====== GIVEN DATA ======

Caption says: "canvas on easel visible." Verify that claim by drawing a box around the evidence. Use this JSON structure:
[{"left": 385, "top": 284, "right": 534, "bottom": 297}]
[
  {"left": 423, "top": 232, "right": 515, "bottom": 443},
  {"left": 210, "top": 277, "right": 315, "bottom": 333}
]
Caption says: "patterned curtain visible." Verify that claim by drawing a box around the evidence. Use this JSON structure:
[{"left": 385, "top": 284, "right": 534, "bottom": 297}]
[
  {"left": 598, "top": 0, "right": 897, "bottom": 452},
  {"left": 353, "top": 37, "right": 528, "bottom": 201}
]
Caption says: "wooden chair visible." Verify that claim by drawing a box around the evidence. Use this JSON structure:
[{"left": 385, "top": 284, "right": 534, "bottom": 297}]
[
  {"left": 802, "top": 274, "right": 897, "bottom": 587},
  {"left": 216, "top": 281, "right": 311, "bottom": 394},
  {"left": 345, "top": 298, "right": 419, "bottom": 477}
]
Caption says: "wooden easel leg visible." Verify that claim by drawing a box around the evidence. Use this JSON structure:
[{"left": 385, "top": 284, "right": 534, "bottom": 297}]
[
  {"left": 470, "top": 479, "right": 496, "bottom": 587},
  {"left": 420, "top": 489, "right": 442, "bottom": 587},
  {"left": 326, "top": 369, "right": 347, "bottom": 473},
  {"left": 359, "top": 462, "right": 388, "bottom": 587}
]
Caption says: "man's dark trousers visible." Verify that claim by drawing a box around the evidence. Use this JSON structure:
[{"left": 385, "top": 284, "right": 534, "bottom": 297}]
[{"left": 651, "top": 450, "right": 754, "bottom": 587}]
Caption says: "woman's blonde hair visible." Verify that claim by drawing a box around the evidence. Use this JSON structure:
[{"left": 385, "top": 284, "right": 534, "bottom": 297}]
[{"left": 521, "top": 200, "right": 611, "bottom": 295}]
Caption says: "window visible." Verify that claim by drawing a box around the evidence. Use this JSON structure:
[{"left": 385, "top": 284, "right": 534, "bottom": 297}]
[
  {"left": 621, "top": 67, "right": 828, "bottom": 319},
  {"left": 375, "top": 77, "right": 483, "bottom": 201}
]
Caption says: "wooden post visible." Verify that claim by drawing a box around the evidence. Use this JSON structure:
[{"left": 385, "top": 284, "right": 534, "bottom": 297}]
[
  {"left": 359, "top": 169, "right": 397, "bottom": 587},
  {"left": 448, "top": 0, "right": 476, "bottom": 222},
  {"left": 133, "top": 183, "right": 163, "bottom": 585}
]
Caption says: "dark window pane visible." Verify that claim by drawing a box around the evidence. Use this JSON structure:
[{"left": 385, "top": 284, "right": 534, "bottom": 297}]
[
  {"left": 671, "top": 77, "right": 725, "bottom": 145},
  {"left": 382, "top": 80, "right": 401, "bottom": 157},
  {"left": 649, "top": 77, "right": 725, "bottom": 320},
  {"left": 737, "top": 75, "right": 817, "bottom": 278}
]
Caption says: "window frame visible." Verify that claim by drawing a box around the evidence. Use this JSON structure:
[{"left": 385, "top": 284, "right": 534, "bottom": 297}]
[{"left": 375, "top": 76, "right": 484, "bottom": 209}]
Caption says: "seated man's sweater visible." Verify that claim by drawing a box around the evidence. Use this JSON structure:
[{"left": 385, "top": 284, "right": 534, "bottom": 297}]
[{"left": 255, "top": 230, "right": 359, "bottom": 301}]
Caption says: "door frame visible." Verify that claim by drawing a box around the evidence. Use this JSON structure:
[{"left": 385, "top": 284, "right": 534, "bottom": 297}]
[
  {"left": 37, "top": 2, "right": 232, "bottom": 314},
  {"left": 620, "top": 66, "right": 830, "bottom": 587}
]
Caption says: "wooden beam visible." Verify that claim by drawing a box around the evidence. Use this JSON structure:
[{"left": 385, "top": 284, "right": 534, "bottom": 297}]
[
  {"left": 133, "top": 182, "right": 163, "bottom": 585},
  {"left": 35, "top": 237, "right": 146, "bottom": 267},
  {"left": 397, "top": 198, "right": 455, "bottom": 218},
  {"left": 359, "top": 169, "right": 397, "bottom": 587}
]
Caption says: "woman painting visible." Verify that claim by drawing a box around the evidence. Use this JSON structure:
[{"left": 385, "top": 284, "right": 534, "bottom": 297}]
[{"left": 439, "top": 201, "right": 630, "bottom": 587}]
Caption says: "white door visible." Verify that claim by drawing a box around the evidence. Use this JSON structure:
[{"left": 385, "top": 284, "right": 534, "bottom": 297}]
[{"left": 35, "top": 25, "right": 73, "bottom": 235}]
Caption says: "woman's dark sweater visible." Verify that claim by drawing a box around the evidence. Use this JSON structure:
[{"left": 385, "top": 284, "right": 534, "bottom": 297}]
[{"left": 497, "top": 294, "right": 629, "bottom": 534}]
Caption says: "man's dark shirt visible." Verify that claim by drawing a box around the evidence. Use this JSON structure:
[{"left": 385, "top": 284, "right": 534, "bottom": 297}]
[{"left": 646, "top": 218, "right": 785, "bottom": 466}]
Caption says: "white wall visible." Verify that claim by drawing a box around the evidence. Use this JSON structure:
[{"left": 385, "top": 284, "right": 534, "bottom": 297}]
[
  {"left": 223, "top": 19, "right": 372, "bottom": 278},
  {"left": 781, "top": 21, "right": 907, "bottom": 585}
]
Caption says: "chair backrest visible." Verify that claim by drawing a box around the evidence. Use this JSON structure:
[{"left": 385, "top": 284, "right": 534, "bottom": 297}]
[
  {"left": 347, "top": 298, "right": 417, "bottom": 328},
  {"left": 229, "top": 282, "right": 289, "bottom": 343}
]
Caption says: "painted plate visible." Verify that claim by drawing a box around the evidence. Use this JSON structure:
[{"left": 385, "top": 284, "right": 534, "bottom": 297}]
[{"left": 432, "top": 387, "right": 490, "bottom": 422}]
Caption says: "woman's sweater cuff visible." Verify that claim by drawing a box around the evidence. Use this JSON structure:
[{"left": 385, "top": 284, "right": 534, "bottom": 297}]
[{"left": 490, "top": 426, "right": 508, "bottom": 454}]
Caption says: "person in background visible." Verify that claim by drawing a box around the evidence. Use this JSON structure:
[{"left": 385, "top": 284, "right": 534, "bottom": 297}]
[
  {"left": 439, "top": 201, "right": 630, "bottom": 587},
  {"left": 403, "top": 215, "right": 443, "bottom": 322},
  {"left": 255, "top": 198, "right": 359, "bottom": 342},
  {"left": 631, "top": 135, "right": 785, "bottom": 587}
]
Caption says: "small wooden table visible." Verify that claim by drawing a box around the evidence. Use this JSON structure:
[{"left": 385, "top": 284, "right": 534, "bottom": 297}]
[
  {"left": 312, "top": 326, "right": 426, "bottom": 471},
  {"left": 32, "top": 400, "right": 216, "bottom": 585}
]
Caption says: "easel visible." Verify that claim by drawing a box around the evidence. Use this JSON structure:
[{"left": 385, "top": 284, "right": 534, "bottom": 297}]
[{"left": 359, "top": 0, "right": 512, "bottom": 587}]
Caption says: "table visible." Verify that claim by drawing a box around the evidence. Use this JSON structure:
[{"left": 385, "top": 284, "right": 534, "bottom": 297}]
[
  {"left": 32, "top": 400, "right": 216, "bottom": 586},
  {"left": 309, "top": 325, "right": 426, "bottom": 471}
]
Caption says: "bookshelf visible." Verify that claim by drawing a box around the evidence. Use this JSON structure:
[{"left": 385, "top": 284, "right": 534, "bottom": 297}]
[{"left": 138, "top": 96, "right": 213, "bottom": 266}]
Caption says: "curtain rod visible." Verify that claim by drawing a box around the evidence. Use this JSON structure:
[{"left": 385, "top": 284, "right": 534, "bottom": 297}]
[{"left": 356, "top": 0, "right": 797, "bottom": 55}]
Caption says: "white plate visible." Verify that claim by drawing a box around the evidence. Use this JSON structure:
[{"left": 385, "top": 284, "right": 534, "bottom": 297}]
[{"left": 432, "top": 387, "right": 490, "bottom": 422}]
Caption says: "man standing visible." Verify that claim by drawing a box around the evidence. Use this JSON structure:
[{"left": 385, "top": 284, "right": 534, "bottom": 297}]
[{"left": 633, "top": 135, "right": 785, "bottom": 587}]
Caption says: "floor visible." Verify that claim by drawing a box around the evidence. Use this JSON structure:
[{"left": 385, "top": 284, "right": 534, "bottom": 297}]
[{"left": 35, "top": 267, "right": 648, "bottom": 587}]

======

### TASK PROMPT
Show every line of the entries above that contains the word "door", copying each line in full.

### SOLVED PROBLEM
Caption says: "door frame visible." Verify that claim by drawing a box around the evidence. Use this JSON structure:
Caption says: "white door visible." Verify that claim by drawing a box around the evidence. Use this JSON structure:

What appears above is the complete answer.